Assigned task: Look through the entries below, please, and copy every line with the word "skillet".

Exercise data:
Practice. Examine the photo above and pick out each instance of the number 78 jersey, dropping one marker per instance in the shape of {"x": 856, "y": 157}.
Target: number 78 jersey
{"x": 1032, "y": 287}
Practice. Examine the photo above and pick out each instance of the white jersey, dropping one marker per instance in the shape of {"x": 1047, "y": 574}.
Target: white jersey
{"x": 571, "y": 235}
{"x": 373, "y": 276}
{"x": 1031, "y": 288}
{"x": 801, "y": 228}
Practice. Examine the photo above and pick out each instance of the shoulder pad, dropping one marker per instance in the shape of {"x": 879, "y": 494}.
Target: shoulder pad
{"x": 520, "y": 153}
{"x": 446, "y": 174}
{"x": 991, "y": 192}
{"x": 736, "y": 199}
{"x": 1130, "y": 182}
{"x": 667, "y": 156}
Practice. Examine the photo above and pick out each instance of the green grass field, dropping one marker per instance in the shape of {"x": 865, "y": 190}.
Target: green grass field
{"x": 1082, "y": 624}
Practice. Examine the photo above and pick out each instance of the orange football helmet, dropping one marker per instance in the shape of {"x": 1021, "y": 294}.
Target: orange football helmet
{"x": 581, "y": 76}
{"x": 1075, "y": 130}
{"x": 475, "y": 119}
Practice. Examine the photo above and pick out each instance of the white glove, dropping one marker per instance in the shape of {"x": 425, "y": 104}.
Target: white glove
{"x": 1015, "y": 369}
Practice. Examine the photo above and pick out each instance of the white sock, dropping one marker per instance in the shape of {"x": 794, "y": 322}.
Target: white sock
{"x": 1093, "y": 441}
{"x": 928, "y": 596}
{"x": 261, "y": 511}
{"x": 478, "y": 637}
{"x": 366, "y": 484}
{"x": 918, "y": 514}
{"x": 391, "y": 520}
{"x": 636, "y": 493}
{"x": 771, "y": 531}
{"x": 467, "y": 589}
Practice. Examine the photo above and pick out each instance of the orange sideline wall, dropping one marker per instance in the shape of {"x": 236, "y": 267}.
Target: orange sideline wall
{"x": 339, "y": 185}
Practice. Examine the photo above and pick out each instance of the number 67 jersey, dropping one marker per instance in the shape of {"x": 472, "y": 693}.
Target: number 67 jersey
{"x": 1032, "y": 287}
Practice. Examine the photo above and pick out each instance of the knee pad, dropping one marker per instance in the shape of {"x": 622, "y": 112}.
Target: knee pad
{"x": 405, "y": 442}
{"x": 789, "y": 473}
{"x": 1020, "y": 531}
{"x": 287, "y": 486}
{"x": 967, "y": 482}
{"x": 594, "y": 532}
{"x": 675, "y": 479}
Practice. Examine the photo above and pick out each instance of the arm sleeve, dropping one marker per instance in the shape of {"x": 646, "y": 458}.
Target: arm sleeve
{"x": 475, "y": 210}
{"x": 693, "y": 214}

...

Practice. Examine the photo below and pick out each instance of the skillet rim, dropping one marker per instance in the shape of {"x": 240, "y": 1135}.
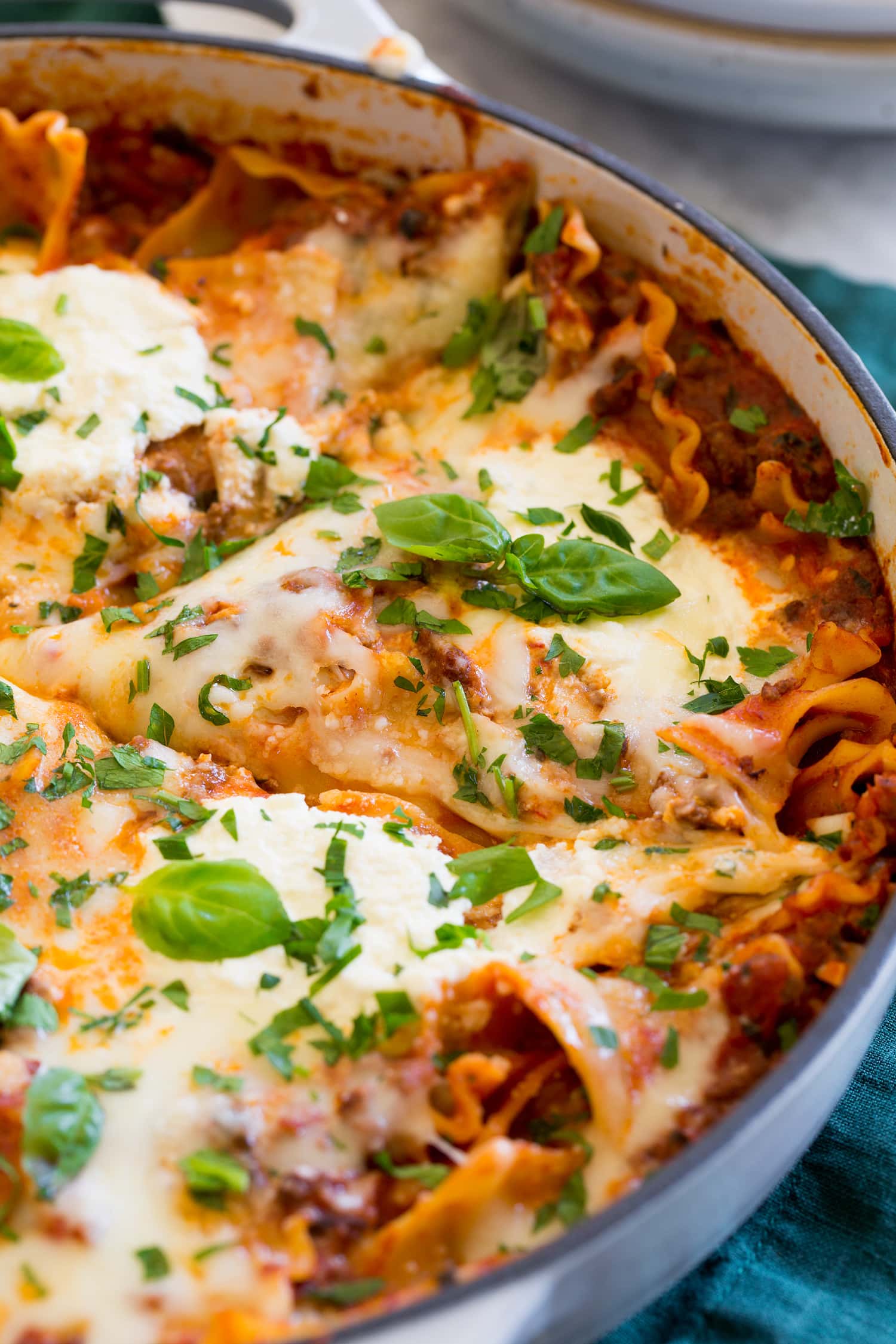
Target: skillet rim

* * *

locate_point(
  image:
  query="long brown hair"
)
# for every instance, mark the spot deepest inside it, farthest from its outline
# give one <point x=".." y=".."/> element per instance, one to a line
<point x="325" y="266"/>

Solved exercise:
Practice. Examine the photo below and pick out each instance of the skillet rim, dropping one marker per instance in the shape of {"x": 240, "y": 1135}.
Target: skillet rim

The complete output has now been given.